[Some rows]
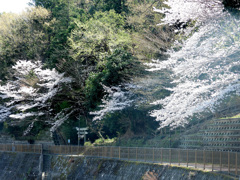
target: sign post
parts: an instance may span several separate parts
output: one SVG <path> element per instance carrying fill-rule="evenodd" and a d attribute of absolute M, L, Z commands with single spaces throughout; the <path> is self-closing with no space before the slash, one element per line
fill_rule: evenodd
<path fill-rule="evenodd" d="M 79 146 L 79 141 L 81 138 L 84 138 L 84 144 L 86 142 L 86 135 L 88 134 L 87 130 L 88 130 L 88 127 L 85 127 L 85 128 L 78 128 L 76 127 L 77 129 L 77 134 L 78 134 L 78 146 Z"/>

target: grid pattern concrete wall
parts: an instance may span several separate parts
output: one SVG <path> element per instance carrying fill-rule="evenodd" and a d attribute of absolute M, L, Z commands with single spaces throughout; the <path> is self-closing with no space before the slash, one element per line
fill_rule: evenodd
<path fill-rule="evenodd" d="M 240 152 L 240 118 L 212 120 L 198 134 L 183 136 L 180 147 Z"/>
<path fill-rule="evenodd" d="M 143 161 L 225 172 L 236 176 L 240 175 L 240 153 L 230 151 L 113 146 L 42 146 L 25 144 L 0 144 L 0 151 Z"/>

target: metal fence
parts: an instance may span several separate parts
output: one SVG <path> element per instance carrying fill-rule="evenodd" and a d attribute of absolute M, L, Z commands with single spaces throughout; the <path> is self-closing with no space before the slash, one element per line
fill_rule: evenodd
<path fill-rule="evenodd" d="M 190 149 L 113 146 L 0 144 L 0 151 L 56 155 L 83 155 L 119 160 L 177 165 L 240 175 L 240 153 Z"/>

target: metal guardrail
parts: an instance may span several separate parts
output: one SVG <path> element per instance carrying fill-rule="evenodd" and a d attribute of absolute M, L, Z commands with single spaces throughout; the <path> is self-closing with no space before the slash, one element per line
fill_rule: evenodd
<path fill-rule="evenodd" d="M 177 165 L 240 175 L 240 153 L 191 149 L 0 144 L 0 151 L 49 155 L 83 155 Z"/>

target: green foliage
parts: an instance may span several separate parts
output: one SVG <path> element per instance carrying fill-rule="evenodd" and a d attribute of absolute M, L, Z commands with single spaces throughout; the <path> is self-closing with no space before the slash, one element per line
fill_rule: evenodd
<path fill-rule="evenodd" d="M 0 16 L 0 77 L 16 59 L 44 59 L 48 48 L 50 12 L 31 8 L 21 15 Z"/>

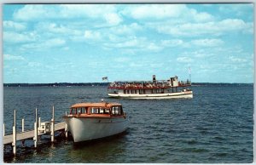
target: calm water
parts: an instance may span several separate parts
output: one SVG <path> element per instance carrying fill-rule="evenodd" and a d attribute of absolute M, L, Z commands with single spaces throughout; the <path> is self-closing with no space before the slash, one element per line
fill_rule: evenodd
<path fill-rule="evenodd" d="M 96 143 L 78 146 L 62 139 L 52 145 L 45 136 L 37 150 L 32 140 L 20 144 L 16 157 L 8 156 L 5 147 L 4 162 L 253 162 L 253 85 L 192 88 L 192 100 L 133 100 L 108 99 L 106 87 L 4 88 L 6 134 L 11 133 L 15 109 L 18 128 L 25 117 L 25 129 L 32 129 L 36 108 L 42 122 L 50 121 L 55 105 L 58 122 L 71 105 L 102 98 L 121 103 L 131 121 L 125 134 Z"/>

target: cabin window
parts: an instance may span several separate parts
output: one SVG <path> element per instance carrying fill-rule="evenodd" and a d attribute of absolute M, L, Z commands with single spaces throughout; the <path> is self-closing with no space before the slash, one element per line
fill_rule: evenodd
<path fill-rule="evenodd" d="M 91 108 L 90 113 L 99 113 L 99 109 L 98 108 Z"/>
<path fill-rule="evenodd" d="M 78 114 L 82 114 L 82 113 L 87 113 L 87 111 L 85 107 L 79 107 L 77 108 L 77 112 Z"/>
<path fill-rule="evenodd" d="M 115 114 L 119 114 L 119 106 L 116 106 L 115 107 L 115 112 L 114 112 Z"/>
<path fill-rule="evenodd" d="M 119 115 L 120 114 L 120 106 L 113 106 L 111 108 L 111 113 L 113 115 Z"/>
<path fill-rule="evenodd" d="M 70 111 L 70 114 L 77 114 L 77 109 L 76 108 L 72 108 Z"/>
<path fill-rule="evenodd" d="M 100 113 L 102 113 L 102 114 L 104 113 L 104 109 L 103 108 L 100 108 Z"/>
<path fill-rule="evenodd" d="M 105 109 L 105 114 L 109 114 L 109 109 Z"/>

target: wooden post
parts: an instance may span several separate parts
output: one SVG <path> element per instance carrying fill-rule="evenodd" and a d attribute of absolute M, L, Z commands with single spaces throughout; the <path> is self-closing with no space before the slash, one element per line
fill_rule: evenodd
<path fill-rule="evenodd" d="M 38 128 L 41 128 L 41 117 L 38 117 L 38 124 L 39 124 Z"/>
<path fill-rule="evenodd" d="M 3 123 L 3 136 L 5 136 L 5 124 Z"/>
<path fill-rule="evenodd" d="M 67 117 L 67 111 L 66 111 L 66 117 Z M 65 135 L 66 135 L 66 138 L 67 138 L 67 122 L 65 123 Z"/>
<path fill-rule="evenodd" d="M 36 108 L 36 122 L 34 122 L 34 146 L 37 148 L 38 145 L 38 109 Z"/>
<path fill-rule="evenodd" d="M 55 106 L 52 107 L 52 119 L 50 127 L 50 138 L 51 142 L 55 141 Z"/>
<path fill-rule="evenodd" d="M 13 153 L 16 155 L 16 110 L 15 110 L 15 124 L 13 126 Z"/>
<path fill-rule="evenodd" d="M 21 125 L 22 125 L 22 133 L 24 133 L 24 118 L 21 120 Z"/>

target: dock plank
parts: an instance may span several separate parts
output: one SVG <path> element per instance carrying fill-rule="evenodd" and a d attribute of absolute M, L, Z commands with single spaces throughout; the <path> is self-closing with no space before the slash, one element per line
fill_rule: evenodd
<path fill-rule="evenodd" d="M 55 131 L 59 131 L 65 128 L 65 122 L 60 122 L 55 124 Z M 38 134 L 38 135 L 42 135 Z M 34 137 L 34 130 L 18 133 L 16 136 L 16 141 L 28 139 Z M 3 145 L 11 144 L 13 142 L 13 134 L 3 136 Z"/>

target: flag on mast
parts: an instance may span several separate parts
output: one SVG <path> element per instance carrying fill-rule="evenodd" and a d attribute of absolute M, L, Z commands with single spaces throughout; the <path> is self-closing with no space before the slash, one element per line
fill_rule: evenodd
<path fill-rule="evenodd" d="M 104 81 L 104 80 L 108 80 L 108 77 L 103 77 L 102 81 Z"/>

Given instruction: Switch every "target" in the rows to "class" and give all the lines again, changing nothing else. Leave the pictures out.

Completed exercise:
class: sign post
parts: an instance may span several separate parts
output: one SVG <path> element per instance carrying fill-rule="evenodd" and a d attribute of absolute M, L, Z commands with single spaces throughout; the <path> is self-closing with no space before the slash, one element per line
fill_rule: evenodd
<path fill-rule="evenodd" d="M 79 146 L 79 141 L 81 138 L 84 138 L 84 144 L 86 142 L 86 135 L 88 134 L 87 130 L 88 130 L 88 127 L 85 127 L 85 128 L 78 128 L 76 127 L 77 129 L 77 134 L 78 134 L 78 146 Z"/>

class: grid pattern concrete wall
parts: an instance may span several separate parts
output: one SVG <path> element per instance carrying fill-rule="evenodd" and a d attribute of absolute M, L, Z commands with single spaces throughout; the <path> is self-closing with no space before the slash, one element per line
fill_rule: evenodd
<path fill-rule="evenodd" d="M 240 152 L 240 118 L 212 120 L 198 134 L 183 136 L 180 147 Z"/>
<path fill-rule="evenodd" d="M 143 161 L 225 172 L 236 176 L 240 175 L 240 153 L 230 151 L 113 146 L 42 146 L 25 144 L 0 144 L 0 151 Z"/>

class: metal fence
parts: an instance may span several separate parts
output: one SVG <path> element per instance carrying fill-rule="evenodd" and a d attribute of absolute M, L, Z commands with single spaces throughout; the <path> is self-closing with no space before the slash, one element per line
fill_rule: evenodd
<path fill-rule="evenodd" d="M 190 149 L 113 146 L 0 144 L 0 151 L 56 155 L 83 155 L 119 160 L 177 165 L 240 175 L 240 153 Z"/>

class: metal guardrail
parts: an instance may span several separate parts
output: one SVG <path> element per instance carrying fill-rule="evenodd" and a d attribute of absolute M, L, Z commands with single spaces throughout; the <path> is self-closing with no space before the slash, one element per line
fill_rule: evenodd
<path fill-rule="evenodd" d="M 177 165 L 240 175 L 240 153 L 191 149 L 0 144 L 0 151 L 49 155 L 83 155 Z"/>

class: green foliage
parts: an instance may span several separate parts
output: one SVG <path> element per instance carrying fill-rule="evenodd" and a d attribute of absolute M, L, Z commands with single spaces throughout; the <path> is self-closing with no space before the slash, one element per line
fill_rule: evenodd
<path fill-rule="evenodd" d="M 0 16 L 0 77 L 16 59 L 44 59 L 48 48 L 50 12 L 31 8 L 21 15 Z"/>

class: calm water
parts: an instance may span several separate parts
output: one SVG <path> element per instance carrying fill-rule="evenodd" and a d attribute of absolute M, L, Z commands with single spaces throughout; the <path> is self-closing with no space before the slash, one element per line
fill_rule: evenodd
<path fill-rule="evenodd" d="M 96 143 L 78 146 L 62 139 L 52 145 L 45 136 L 37 150 L 32 140 L 20 144 L 16 157 L 8 156 L 5 147 L 4 162 L 253 162 L 253 85 L 192 88 L 192 100 L 133 100 L 108 99 L 106 87 L 4 88 L 6 134 L 11 133 L 15 109 L 18 128 L 25 117 L 25 129 L 32 129 L 36 108 L 42 122 L 50 121 L 55 105 L 58 122 L 71 105 L 102 98 L 121 103 L 131 121 L 125 134 Z"/>

class: cabin window
parts: an instance may span several separate parts
output: one SVG <path> element per instance carrying fill-rule="evenodd" and a d attribute of absolute M, L, Z commands with single spaces throughout; the <path> is self-closing with no space before the slash, one element per line
fill_rule: evenodd
<path fill-rule="evenodd" d="M 91 108 L 90 113 L 99 113 L 99 109 L 98 108 Z"/>
<path fill-rule="evenodd" d="M 78 114 L 82 114 L 82 113 L 87 113 L 87 111 L 85 107 L 79 107 L 77 108 L 77 112 Z"/>
<path fill-rule="evenodd" d="M 115 114 L 119 114 L 119 106 L 116 106 L 115 107 L 115 112 L 114 112 Z"/>
<path fill-rule="evenodd" d="M 119 115 L 120 114 L 120 106 L 113 106 L 111 108 L 111 113 L 113 115 Z"/>
<path fill-rule="evenodd" d="M 70 111 L 70 114 L 77 114 L 77 109 L 76 108 L 72 108 Z"/>
<path fill-rule="evenodd" d="M 100 113 L 102 113 L 102 114 L 104 113 L 104 109 L 103 108 L 100 108 Z"/>
<path fill-rule="evenodd" d="M 105 109 L 105 114 L 109 114 L 109 109 Z"/>

class: wooden post
parts: an instance may span several separate parts
output: one SVG <path> element per instance carrying fill-rule="evenodd" and a d attribute of absolute M, L, Z commands with single spaces throughout; the <path> is self-closing with no space before the slash, one element per line
fill_rule: evenodd
<path fill-rule="evenodd" d="M 38 128 L 41 128 L 41 117 L 38 117 L 38 124 L 39 124 Z"/>
<path fill-rule="evenodd" d="M 3 123 L 3 136 L 5 136 L 5 124 Z"/>
<path fill-rule="evenodd" d="M 67 117 L 67 111 L 66 111 L 66 117 Z M 65 135 L 66 135 L 66 138 L 67 138 L 67 122 L 65 123 Z"/>
<path fill-rule="evenodd" d="M 36 108 L 36 122 L 34 122 L 34 146 L 37 148 L 38 145 L 38 109 Z"/>
<path fill-rule="evenodd" d="M 55 106 L 52 107 L 52 119 L 50 127 L 50 138 L 51 142 L 55 141 Z"/>
<path fill-rule="evenodd" d="M 13 153 L 16 155 L 16 110 L 15 110 L 15 124 L 13 126 Z"/>
<path fill-rule="evenodd" d="M 21 125 L 22 125 L 22 133 L 24 133 L 24 118 L 21 120 Z"/>

class: dock plank
parts: an instance may span several separate parts
output: one SVG <path> element per instance carrying fill-rule="evenodd" and a d attribute of absolute M, L, Z commands with single spaces throughout; the <path> is self-closing with no space before the slash, one element per line
fill_rule: evenodd
<path fill-rule="evenodd" d="M 55 131 L 59 131 L 65 128 L 65 122 L 60 122 L 55 124 Z M 38 134 L 38 135 L 42 135 Z M 34 137 L 34 130 L 18 133 L 16 136 L 16 141 L 28 139 Z M 3 145 L 11 144 L 13 142 L 13 134 L 3 136 Z"/>

class: flag on mast
parts: an instance may span several separate parts
output: one SVG <path> element per instance carrying fill-rule="evenodd" and a d attribute of absolute M, L, Z commands with single spaces throughout; the <path> is self-closing with no space before the slash, one element per line
fill_rule: evenodd
<path fill-rule="evenodd" d="M 104 81 L 104 80 L 108 80 L 108 77 L 103 77 L 102 81 Z"/>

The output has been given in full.